Activity
Report the number of lines in the data below that hold "like", without any other words.

Start of Data for processing

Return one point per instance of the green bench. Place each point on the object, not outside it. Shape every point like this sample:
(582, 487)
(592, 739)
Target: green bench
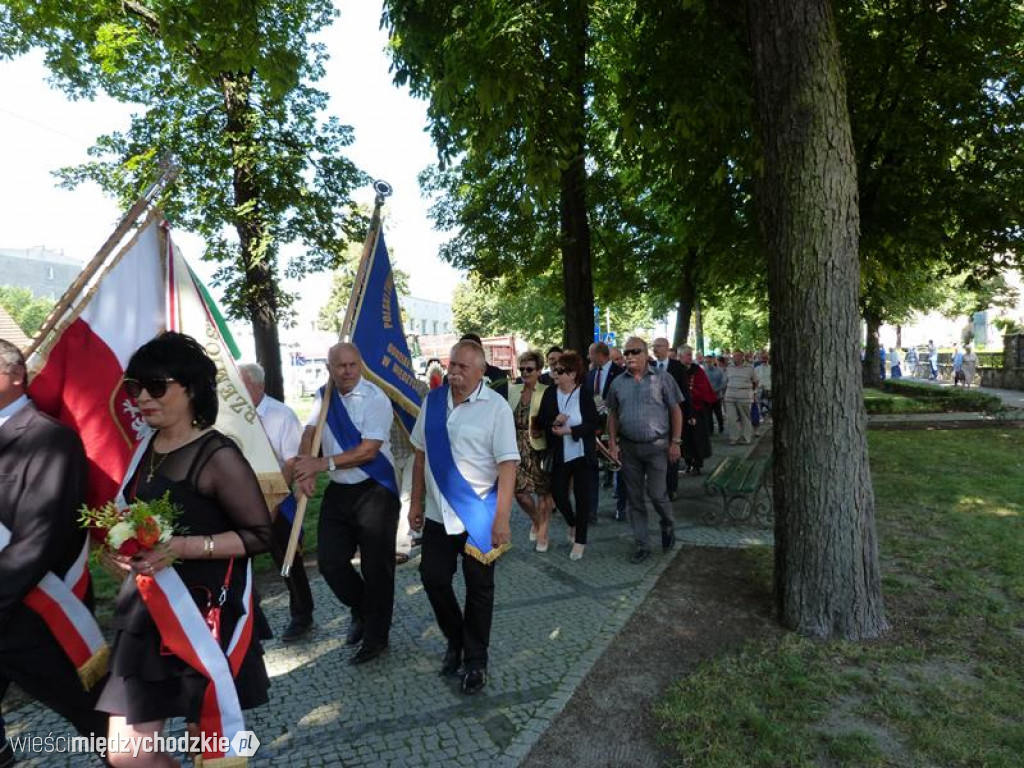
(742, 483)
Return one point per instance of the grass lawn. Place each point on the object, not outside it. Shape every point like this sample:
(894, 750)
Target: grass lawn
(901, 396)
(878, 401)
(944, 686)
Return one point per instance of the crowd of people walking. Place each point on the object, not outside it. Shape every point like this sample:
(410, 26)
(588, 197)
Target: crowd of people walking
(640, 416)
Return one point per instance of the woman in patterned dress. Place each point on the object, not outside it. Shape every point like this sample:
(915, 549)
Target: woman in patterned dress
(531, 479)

End of Data for processing
Start of Data for processing

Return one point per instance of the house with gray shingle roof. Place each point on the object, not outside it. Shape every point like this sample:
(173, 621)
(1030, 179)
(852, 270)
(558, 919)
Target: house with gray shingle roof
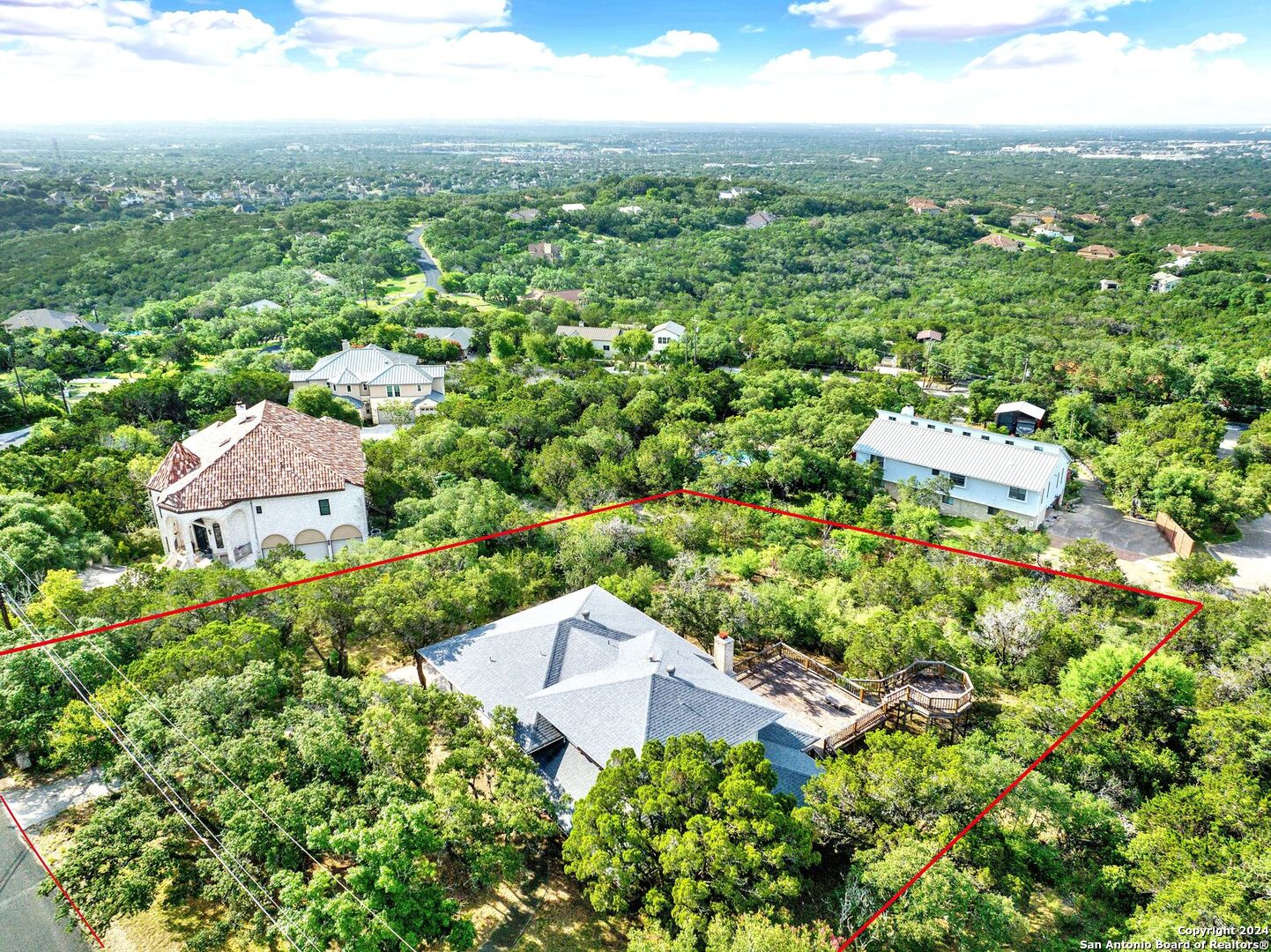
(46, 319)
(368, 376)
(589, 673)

End of Data for processing

Output for this task
5